Segment Open
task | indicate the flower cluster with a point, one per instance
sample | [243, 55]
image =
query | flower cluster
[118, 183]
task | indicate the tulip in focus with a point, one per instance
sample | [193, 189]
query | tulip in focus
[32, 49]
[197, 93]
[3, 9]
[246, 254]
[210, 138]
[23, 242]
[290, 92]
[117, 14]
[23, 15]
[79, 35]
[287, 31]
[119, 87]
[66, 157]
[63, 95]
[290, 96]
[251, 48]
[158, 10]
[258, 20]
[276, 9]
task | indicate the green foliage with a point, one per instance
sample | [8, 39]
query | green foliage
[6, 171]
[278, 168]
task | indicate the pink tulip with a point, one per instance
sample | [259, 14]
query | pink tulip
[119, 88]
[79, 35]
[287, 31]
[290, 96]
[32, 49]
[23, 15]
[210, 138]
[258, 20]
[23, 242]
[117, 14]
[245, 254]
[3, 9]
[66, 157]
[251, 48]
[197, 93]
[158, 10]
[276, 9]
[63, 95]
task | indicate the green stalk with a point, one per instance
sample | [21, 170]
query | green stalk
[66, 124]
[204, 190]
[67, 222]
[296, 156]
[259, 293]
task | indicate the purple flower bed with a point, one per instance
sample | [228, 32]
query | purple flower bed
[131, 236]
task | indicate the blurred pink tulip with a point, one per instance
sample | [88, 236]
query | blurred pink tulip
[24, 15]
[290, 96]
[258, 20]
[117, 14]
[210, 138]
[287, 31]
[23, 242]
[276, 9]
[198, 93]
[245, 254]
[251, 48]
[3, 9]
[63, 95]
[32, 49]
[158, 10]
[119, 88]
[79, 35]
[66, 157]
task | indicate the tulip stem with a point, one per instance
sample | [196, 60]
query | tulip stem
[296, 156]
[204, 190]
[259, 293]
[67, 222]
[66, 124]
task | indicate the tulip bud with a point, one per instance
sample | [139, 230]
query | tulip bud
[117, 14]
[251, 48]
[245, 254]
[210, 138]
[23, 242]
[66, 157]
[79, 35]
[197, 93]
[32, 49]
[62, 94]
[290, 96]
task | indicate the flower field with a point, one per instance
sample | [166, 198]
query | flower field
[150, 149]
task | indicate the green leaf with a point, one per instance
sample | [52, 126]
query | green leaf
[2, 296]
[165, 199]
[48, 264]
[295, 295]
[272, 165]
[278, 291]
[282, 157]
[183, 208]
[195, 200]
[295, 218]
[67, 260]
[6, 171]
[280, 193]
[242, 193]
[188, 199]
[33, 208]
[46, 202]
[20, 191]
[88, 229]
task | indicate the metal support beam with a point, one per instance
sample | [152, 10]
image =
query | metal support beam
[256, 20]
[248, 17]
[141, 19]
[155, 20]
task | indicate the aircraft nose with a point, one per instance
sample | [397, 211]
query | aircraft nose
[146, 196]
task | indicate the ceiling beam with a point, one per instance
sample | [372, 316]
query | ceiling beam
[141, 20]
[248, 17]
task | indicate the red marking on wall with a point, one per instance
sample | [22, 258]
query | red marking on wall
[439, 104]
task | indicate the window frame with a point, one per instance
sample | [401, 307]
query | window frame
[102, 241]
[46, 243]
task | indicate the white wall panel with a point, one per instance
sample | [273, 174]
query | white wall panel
Segment Closed
Exercise directions:
Copy task for the entries above: every line with the string "panel".

Response:
task | indicate the white wall panel with a point, one per instance
query | white wall panel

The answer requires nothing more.